> _EXCERPTED PASSAGE_

[Start of Attachment]

Neither are more important than the other

So how do you do this? You simply state what you need, without emotion
or blame. The other party gets to say yes, no or make a counteroffer.
Then they tell you what they want or need, and you have the same 3 options.

Say you’re asked to participate on a team at work. You might reply
with a counteroffer by saying I’d be happy to help, but I have a few
things with deadlines coming up soon. I can join the team in 4–6
weeks. Does that work for you?.

Or perhaps you can’t do it at all. You might say Gee, I’m sorry but
I really don’t have the bandwidth for that right now with what I’ve
got on my plate. If you really need my input, perhaps I could attend
only those meetings where you’ll be discussing my area. Or perhaps
someone on my team could more fully participate. What works best for
you?

If it’s feedback from a performance review that needs to be delivered,
don’t dominate the conversation and ask questions. And, provide
feedback regularly so that there are no surprises.

Vincent Burruano

President of Vince Burruano Consulting Services. LLC

https://www.practical-sales-wisdom.com/

As leaders, we are responsible for providing feedback to those in our
charge. While these coaching discussions are a fantastic opportunity to
help other people learn and grow, they can often be difficult and emotional
conversations. To have the best coaching discussion possible, you should
ensure you are well prepared. Here are a few tips.

1. Schedule a time and location that provides privacy and is free of
distractions. Especially when you may need to provide critical feedback, be
sure to show respect for the person. Find a comfortable area where you can
both be fully present to have a productive session.

[End of Attachment]

> _EXERCISE REQUIREMENTS_
Please retype the whole passage on workplace requests and coaching feedback, word for word. The material after this point is separate from the passage.

> _DATA FOR REVIEW_
[Start of Attachment]

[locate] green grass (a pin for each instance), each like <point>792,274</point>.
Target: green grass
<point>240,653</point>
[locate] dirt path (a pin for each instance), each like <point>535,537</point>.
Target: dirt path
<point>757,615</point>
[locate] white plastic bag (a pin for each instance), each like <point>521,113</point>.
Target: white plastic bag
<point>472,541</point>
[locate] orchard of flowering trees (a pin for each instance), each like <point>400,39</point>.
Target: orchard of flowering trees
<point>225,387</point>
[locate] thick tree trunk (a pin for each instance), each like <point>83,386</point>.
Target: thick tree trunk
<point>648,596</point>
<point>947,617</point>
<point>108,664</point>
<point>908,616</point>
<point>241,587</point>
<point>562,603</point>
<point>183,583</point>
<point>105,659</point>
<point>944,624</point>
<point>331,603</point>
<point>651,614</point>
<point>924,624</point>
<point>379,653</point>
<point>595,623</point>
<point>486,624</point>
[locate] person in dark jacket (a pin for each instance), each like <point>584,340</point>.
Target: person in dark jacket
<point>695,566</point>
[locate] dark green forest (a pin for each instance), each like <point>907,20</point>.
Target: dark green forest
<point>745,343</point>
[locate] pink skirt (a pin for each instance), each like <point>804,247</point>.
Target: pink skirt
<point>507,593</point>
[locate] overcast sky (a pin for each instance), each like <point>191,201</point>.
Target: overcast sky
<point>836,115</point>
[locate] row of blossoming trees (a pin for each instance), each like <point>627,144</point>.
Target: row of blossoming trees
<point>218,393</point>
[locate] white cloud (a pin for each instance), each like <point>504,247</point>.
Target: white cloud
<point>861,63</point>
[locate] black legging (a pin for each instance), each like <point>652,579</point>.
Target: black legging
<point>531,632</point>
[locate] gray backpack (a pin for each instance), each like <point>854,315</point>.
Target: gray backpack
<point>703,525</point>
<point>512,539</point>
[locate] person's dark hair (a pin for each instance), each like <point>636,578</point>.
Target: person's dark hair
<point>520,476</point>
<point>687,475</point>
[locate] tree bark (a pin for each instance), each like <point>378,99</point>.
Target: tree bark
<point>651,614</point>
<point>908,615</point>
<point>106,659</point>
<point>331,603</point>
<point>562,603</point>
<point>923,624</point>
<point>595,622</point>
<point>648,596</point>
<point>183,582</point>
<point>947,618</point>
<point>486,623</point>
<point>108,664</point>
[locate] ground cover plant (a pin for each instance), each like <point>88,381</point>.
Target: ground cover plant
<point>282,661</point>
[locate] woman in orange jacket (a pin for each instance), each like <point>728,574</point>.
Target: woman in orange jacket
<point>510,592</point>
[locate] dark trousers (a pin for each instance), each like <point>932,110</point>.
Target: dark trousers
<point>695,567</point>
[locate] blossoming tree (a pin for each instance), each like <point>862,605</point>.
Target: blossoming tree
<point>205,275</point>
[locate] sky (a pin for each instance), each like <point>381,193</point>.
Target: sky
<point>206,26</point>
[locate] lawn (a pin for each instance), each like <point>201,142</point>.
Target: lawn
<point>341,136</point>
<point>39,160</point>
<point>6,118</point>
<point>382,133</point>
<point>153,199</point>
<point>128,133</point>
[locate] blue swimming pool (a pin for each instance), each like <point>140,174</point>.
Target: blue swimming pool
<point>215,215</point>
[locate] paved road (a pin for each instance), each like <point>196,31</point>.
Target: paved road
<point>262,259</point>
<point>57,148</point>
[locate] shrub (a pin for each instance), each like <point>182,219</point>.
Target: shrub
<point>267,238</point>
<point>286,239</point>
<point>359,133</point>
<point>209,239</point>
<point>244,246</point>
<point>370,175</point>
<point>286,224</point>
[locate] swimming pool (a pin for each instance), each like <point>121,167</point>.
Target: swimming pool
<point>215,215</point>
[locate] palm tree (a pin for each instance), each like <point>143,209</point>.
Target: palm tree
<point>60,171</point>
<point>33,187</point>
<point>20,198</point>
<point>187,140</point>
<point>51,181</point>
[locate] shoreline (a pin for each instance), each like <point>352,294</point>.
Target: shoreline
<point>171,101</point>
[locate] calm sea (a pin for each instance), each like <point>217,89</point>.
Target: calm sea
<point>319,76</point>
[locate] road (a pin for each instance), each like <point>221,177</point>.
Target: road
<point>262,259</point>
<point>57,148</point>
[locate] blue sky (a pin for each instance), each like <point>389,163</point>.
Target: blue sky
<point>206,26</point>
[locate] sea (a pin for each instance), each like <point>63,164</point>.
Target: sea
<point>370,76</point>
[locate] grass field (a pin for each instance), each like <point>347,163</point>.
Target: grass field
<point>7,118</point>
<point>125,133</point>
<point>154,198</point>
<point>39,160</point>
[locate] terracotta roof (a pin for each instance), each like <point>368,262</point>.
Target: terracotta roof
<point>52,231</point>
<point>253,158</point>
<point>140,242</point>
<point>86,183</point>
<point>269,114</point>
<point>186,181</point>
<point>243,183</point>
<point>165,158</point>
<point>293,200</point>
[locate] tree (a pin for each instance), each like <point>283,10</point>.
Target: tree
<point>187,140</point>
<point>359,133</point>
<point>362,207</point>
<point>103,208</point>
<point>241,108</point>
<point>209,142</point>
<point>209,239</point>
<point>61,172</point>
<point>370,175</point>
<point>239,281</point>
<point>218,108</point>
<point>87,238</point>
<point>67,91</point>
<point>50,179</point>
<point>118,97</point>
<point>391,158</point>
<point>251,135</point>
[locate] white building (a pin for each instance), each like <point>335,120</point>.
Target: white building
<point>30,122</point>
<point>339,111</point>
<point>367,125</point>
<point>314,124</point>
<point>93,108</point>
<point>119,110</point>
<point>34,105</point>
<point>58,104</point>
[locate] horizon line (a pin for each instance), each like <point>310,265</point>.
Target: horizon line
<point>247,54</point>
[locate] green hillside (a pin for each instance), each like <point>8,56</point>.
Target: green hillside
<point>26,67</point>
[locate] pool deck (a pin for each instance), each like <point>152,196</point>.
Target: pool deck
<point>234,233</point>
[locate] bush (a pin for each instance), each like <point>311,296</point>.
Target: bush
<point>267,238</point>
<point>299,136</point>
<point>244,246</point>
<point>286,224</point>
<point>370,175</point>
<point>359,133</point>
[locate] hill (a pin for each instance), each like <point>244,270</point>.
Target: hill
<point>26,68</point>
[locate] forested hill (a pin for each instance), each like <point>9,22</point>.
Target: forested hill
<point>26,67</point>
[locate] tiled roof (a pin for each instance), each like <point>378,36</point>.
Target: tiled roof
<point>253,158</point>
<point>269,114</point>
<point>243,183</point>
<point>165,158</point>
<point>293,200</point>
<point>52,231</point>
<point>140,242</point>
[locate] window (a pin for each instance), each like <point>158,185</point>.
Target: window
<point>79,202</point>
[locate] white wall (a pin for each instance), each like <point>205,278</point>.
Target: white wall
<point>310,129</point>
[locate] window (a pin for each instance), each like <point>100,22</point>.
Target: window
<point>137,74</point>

[End of Attachment]

> _TASK OUTPUT_
Neither are more important than the other

So how do you do this? You simply state what you need, without emotion
or blame. The other party gets to say yes, no or make a counteroffer.
Then they tell you what they want or need, and you have the same 3 options.

Say you’re asked to participate on a team at work. You might reply
with a counteroffer by saying I’d be happy to help, but I have a few
things with deadlines coming up soon. I can join the team in 4–6
weeks. Does that work for you?.

Or perhaps you can’t do it at all. You might say Gee, I’m sorry but
I really don’t have the bandwidth for that right now with what I’ve
got on my plate. If you really need my input, perhaps I could attend
only those meetings where you’ll be discussing my area. Or perhaps
someone on my team could more fully participate. What works best for
you?

If it’s feedback from a performance review that needs to be delivered,
don’t dominate the conversation and ask questions. And, provide
feedback regularly so that there are no surprises.

Vincent Burruano

President of Vince Burruano Consulting Services. LLC

https://www.practical-sales-wisdom.com/

As leaders, we are responsible for providing feedback to those in our
charge. While these coaching discussions are a fantastic opportunity to
help other people learn and grow, they can often be difficult and emotional
conversations. To have the best coaching discussion possible, you should
ensure you are well prepared. Here are a few tips.

1. Schedule a time and location that provides privacy and is free of
distractions. Especially when you may need to provide critical feedback, be
sure to show respect for the person. Find a comfortable area where you can
both be fully present to have a productive session.